▶ **SUPPLIED RECORDS**:
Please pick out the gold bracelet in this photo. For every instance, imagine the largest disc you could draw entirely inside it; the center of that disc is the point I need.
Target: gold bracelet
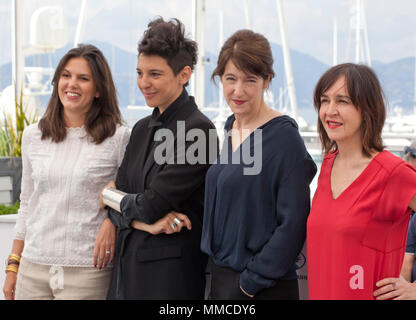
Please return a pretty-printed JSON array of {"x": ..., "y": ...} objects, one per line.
[
  {"x": 12, "y": 268},
  {"x": 14, "y": 257}
]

▶ **TRY IT**: Looking at the entries, work out how many lines hold the word "gold". Give the number and nothing else.

▶ **WRITTEN REPLY**: 2